▶ EXTRACTED TEXT:
--- START ---
Solem Quartet began their residency at ths year's Norfolk & Norwich Festival last Wednesday with a themed evening entitled 'Courage', continuing a performance cycle of Beethoven and Bartók quartets which they commenced in 2020, partnering them ech time with newly commissioned works. Last night, as we approach the conclusion of this year's Festival, violinists Amy Tress and William Newell, viloist Stephen Upshaw, and cellist Stephanie Tress returned to The Octagon Chapel with a second evening of Beethoven and Bartók, this time with the title 'Life Episodes'.
Taking inspiration from Beethoven's 'Heiliger Dankgesang', one of the last pieces he wrote as he lay dying, this second concert also featured projected scenes from a new film by Jessie Rodger, entitled 'The Quartet'. They featured four individuals whose own 'life episodes' are shared with us – a young Sikh man whose gay marriage sent shockwaves through his community, and caused him to ask questions of his own faith; a musician whose diagnosis of Ménière's disease threatened to destroy his writing and recording career; a mother who attempts to come to terms with the death of her young adult son; and a classical musician whose Ehlers Danlos Syndrome causes constant chronic pain, meaning that she had to foresake her career as a concert flautist.
But the evening began with Béla Bartók's String Quartet No.2, which was composed in Hungary during World War I and comprises three movements that have been seen as representative of a yearning for peace and intense suffering, separated only by the animated and lively rondo contained within the second movement.
--- END ---
▶ Data entries:
--- START ---
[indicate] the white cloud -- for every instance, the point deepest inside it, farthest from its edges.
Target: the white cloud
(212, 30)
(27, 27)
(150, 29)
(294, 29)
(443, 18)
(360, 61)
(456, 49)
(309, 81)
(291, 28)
--- END ---
▶ TASKS FOR THIS EXERCISE:
1: According to the Solem Quartet review, why did the classical musician featured in the film have to give up her career as a concert flautist?
2: Write out everything in the Solem Quartet review from "But the evening" down to "the second movement.".
The lines stand apart from the Solem Quartet review as separate material.

▶ ANSWERS TO THE PROBLEMS:
1: She has Ehlers Danlos Syndrome, which causes constant chronic pain. That pain meant she had to give up performing as a concert flautist.

2:
But the evening began with Béla Bartók's String Quartet No.2, which was composed in Hungary during World War I and comprises three movements that have been seen as representative of a yearning for peace and intense suffering, separated only by the animated and lively rondo contained within the second movement.